▶ [Activity]:
Transcribe the whole listing below. Pictures do not go in the copy.
########
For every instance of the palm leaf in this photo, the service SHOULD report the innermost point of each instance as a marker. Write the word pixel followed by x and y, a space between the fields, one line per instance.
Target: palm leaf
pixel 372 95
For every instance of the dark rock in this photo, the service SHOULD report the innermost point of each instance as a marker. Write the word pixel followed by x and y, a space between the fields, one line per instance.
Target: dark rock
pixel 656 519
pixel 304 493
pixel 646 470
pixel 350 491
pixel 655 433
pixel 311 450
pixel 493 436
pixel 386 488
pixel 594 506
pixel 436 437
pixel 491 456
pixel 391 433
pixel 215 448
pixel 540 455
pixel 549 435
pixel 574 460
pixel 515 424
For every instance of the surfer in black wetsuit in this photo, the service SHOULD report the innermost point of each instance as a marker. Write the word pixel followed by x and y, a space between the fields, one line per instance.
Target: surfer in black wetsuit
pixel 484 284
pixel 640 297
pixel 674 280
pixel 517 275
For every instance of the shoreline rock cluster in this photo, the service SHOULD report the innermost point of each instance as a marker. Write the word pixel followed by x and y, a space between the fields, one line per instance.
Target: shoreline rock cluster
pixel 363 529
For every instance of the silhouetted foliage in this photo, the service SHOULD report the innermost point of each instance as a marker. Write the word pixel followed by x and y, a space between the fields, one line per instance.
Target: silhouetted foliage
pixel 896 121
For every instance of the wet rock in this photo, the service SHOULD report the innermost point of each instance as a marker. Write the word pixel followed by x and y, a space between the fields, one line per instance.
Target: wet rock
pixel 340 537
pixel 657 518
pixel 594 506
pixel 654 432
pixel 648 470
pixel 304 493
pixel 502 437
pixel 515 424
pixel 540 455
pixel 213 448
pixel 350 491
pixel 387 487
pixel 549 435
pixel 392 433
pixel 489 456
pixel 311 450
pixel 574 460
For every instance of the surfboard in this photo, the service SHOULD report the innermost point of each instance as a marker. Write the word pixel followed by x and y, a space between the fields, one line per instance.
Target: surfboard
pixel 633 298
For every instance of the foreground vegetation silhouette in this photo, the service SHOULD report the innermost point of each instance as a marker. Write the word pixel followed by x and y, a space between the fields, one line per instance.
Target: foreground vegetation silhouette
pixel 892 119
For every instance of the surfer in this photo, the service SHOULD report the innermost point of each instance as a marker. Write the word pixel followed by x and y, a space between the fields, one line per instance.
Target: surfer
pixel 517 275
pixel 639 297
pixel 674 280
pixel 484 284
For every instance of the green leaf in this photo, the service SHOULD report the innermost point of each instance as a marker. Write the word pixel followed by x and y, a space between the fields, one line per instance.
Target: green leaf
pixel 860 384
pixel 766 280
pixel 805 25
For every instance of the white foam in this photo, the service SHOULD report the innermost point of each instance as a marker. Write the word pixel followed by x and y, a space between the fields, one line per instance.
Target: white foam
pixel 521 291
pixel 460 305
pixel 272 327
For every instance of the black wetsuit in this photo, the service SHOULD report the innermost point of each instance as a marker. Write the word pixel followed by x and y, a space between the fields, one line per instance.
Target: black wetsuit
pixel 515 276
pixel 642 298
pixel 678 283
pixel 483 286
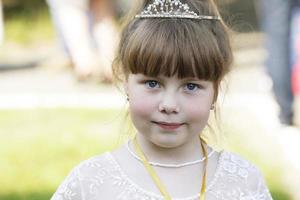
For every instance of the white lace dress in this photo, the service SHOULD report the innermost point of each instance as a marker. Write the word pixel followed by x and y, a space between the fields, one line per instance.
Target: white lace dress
pixel 235 179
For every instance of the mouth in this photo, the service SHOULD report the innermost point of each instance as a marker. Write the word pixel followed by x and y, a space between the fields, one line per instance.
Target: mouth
pixel 168 126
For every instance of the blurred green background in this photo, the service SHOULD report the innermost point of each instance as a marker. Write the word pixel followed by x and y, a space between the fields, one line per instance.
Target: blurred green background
pixel 38 147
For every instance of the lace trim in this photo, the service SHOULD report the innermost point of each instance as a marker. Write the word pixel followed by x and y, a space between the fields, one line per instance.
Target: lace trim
pixel 116 165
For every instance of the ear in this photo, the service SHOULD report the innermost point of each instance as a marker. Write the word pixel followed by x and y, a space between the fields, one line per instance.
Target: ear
pixel 125 87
########
▶ [Exercise solution]:
For every instance of the palm leaf in this photo, the service SHOULD report the innermost point of each instance as a marker. Write the word pixel followed by x and y, a space between the fields, one line per instance.
Target: palm leaf
pixel 372 95
For every instance of the dark rock in this photo, the service SHOULD report the innermost point of each instance as a marker. Write the word pixel followed by x and y, a space between the fields, one line per instance.
Target: dark rock
pixel 656 519
pixel 304 493
pixel 646 470
pixel 350 491
pixel 655 433
pixel 311 450
pixel 493 436
pixel 386 488
pixel 594 506
pixel 436 437
pixel 491 456
pixel 391 433
pixel 215 448
pixel 540 455
pixel 549 435
pixel 574 460
pixel 515 424
For every instance of the surfer in black wetsuit in this photo, the service SHOULD report the innermost point of each instance as a marker. Write the word pixel followed by x and y, a space between the fields, one line per instance.
Target: surfer in black wetsuit
pixel 484 284
pixel 640 297
pixel 674 280
pixel 517 275
For every instance of the shoreline rock cluster in this photo, the service SHOULD report the innermost point of each instance as a marker. Write the word pixel followed by x and y, a space between the fields, one line per instance.
Target: shoreline rock cluster
pixel 363 529
For every instance of the silhouetted foliage in this photo, the service SHOULD report the innermost point of each instance as a marker. Write the word pixel followed by x and y, a space between the fields, one line per instance.
Target: silhouetted foliage
pixel 896 121
For every instance of the wet rock in this photo, the service SHOULD report the innermost point of each instance as a marker. Write the word pixel followed by x and y, a space between the fields, one line per instance.
Target: wet rock
pixel 340 537
pixel 657 518
pixel 594 506
pixel 654 432
pixel 648 470
pixel 304 493
pixel 502 437
pixel 515 424
pixel 540 455
pixel 213 448
pixel 350 491
pixel 387 487
pixel 549 435
pixel 392 433
pixel 489 456
pixel 311 450
pixel 574 460
For every instance of the surfboard in this photo, the service SHOULD report the innermost point of each instance as a marker. Write the word pixel followed by x and y, a space between the fields, one line per instance.
Target: surfboard
pixel 633 298
For every instance of the foreground vegetation silhouette in this photo, the service SHOULD report the innermost point of each instance as a marker. Write the word pixel followed by x and y, a space between the fields, one line per instance.
Target: foreground vegetation silhouette
pixel 892 119
For every instance of the surfer in this photo, the service SHOULD report the innermost point of each instance as a marker. Write the word pixel followed by x and y, a space between the fields, one line per instance.
Target: surfer
pixel 517 275
pixel 639 297
pixel 674 280
pixel 484 284
For every instance of the green leaf in this photo, the service SHOULD report the innermost point of each instance as a marker. Write the word pixel followed by x and y, a space between the fields, one line per instance.
Target: green leaf
pixel 860 384
pixel 766 280
pixel 805 25
For every instance of the white foam in this photo, the service SHOULD report the innermost point of each instance as a marker. Write the word pixel followed by x and y, a space between the fields, one line per instance.
Target: white foam
pixel 521 291
pixel 460 305
pixel 272 327
For every instance of the black wetsuit in this photo, the service SHOULD report the innermost point of each instance as a marker. Write the word pixel followed by x and y, a space between the fields, one line per instance.
Target: black wetsuit
pixel 515 276
pixel 642 298
pixel 678 283
pixel 483 286
For every instance of the white lace dress in this photo, the service SHOULD report the innermost point of each instance as a marker. Write the word pixel followed by x and y, a space between the fields, one line per instance.
Target: white lace dress
pixel 235 179
For every instance of the mouth in this photo, the service SHOULD report the innermost point of each instance as a marker. Write the word pixel followed by x and y, a space between the fields, one line per instance.
Target: mouth
pixel 168 126
For every instance of the blurred green background in this photo, the service SHOULD report the innermost point of each instance as a marker. Write the word pixel followed by x and y, a space between the fields, one line per instance.
Target: blurred green background
pixel 38 147
For every instance of the lace trim in this photo, the service SHOULD report the innermost point of each instance as a marker. Write the word pixel followed by x and y, a space between the fields, one line per instance.
Target: lace trim
pixel 116 165
For every instance of the ear in this photo, the service SHOULD report the innermost point of each instance as a marker. Write the word pixel followed by x and y, a space between the fields, one line per instance.
Target: ear
pixel 125 87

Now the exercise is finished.